WHAT IS ASKED ::
Report only the number of lines in the records below that contain the string "navy". Matching is case-sensitive.

begin DATASET RECORDS

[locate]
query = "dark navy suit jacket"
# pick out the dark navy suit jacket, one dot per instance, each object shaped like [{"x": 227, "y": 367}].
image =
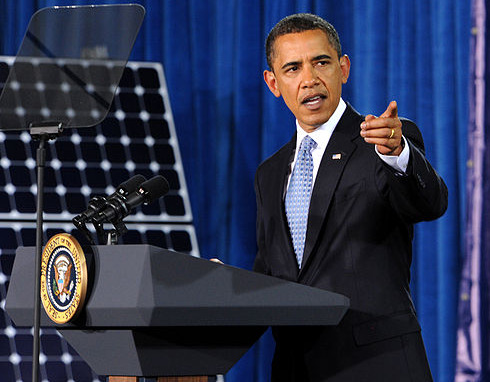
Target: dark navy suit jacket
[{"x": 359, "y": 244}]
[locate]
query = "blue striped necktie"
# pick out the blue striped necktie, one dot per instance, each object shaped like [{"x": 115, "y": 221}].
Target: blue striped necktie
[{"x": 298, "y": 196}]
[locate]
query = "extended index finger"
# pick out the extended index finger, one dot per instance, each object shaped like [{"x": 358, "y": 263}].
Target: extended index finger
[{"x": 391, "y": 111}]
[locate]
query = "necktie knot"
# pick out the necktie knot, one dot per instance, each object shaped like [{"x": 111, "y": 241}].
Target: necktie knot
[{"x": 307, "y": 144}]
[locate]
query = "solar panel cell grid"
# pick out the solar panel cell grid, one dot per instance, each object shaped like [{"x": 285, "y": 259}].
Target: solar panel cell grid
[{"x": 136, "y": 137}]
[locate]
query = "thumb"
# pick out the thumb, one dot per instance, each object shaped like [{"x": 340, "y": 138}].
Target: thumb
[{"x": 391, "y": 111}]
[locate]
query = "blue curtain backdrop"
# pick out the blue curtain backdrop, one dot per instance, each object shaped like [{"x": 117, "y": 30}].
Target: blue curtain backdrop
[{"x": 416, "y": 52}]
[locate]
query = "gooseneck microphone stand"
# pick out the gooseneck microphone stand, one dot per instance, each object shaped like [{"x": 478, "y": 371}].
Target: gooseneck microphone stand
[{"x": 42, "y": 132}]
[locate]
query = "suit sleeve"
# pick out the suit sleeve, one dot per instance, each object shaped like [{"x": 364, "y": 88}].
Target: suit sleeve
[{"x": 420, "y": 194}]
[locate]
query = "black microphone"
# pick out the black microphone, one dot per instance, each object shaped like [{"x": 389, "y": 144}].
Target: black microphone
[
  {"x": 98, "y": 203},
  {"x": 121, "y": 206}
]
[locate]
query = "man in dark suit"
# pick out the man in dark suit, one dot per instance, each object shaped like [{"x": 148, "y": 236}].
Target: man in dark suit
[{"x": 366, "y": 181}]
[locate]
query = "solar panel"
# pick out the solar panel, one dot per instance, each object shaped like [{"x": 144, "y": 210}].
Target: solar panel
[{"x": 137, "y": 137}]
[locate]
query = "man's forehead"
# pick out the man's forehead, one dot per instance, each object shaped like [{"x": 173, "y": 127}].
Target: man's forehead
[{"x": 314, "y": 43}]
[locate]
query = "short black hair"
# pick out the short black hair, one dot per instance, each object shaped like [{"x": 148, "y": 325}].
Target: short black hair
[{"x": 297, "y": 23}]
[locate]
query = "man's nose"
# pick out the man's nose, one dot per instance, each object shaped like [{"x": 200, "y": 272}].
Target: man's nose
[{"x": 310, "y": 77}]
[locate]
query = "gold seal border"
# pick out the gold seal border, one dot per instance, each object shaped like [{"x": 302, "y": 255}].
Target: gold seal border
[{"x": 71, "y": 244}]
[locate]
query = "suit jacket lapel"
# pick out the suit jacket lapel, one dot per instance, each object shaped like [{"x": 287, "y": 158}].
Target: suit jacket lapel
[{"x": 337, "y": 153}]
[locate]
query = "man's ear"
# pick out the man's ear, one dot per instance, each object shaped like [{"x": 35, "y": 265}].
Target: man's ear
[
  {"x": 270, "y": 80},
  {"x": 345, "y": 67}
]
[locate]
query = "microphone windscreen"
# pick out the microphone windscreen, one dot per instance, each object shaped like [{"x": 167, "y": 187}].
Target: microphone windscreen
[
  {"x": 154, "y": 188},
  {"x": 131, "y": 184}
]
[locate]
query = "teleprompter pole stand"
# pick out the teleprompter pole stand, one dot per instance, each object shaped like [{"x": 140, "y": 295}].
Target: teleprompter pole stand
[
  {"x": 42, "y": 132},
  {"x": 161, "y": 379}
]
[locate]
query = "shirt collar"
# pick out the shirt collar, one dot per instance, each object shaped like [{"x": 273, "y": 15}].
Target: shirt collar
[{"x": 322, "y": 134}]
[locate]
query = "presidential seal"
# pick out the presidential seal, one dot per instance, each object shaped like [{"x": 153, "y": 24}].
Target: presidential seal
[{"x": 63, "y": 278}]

end DATASET RECORDS

TASK OUTPUT ::
3